━━ Material for the task

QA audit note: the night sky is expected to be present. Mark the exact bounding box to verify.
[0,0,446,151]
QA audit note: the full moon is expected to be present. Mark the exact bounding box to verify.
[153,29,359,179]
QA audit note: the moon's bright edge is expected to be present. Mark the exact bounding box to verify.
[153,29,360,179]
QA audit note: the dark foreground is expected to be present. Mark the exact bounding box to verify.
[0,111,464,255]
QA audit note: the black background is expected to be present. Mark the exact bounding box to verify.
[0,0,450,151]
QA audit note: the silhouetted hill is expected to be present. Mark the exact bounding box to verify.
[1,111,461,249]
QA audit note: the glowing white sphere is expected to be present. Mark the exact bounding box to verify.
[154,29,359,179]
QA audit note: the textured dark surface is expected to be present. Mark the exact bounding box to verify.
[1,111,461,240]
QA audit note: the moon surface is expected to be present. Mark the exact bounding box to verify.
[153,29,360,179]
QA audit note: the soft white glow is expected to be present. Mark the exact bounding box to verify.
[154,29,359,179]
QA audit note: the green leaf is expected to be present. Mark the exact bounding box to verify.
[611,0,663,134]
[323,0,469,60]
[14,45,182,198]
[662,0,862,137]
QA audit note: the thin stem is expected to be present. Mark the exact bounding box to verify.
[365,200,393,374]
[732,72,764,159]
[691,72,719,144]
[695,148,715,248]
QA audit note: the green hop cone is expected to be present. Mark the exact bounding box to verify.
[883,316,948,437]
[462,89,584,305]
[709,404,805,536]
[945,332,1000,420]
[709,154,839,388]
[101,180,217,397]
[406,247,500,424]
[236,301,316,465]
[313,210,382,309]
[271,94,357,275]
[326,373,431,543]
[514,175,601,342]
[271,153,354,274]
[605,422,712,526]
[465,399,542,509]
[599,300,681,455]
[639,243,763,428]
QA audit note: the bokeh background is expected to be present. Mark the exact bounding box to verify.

━━━━

Written exercise: Please edit the rows above so that "QA audit note" becomes "Review note" everywhere it occurs. Leave everything else unchanged.

The solution:
Review note: the night sky is expected to be present. Mark the exact bounding box to verify.
[0,0,446,151]
Review note: the full moon is expected to be present. Mark the exact bounding box to verify.
[153,29,359,179]
Review note: the moon's bright edge is expected to be present. Mark the exact bounding box to verify.
[153,29,360,179]
Review note: the dark foreground is expected to be present. Mark the exact bounding box to verify.
[0,111,464,255]
Review note: the black background is expected to be present. Mark the exact bounding box to verify.
[0,0,450,151]
Review note: the silhouetted hill is expected to be present. Mark the exact bounding box to verify.
[1,111,461,249]
Review note: the glowing white sphere is expected to be present. Mark the exact bounding box to verify.
[154,29,359,179]
Review note: the textured dark surface is expected to be present. Mark the exact bounding box to verify.
[1,111,461,240]
Review note: the moon surface is expected to be present. Mark the exact bounding box to verify.
[153,29,360,179]
Review note: the soft white glow is expected to be present. Mark the exact bounding box to verify.
[154,29,359,179]
Review note: the green leaf is expected to be present. Mark the exact bounding box to verify.
[611,0,663,134]
[323,0,469,60]
[14,45,182,198]
[662,0,862,137]
Review note: the thin stem is expected to be present. Mark the exact bounding box to verify.
[365,200,393,374]
[732,72,764,159]
[691,72,719,144]
[695,148,715,248]
Review note: the green hop cone is expected to be present. Mark the exact bounding box to verify.
[883,316,948,437]
[462,89,584,305]
[709,404,805,536]
[945,332,1000,420]
[709,154,839,388]
[101,180,217,397]
[406,247,500,424]
[236,301,316,465]
[313,210,382,309]
[271,94,357,275]
[326,373,431,543]
[514,175,601,342]
[271,153,354,274]
[605,422,712,526]
[465,399,542,509]
[599,300,681,455]
[639,243,763,428]
Review note: the bokeh background is expected to be present. Mark the exact bounding box to verify.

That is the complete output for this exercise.